--- DESCRIPTION OF THE TASK ---
From the line containing "# locate frosted" through the last line of the entries, set down every line exactly and add nothing.

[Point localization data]
──────────────────────────────
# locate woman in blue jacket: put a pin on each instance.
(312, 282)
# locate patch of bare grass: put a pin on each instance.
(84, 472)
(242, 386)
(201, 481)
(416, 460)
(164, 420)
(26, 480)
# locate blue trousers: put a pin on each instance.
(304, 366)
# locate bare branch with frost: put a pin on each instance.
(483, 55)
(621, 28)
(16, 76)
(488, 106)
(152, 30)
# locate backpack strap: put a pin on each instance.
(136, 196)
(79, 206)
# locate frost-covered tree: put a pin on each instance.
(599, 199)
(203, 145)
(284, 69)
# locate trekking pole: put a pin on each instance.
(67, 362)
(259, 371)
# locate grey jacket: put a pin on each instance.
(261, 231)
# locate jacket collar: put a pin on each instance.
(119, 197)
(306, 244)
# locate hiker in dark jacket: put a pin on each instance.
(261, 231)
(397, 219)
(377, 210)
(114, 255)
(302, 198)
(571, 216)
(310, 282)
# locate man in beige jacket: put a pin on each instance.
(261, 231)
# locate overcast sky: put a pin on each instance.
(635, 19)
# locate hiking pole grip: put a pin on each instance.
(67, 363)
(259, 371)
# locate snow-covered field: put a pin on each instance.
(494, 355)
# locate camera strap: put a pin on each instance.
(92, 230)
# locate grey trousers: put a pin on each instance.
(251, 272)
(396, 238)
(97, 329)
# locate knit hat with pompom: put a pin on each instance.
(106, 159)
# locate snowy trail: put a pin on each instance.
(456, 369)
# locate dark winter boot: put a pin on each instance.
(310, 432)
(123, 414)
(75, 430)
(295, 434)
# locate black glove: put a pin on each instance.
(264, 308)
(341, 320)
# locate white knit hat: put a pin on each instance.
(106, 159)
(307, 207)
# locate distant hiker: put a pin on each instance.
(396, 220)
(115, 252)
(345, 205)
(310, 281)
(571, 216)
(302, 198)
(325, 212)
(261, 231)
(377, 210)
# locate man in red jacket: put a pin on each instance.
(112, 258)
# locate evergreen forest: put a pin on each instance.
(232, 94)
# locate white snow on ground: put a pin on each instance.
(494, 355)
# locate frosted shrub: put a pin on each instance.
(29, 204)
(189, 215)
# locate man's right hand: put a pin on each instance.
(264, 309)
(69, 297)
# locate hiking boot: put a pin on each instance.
──────────────────────────────
--- TASK RESULT ---
# locate frosted shrub: put a pin on each instance.
(29, 204)
(189, 215)
# locate man's right hand: put a pin on each instance.
(264, 309)
(69, 297)
# locate hiking boot: put a pin on each instance.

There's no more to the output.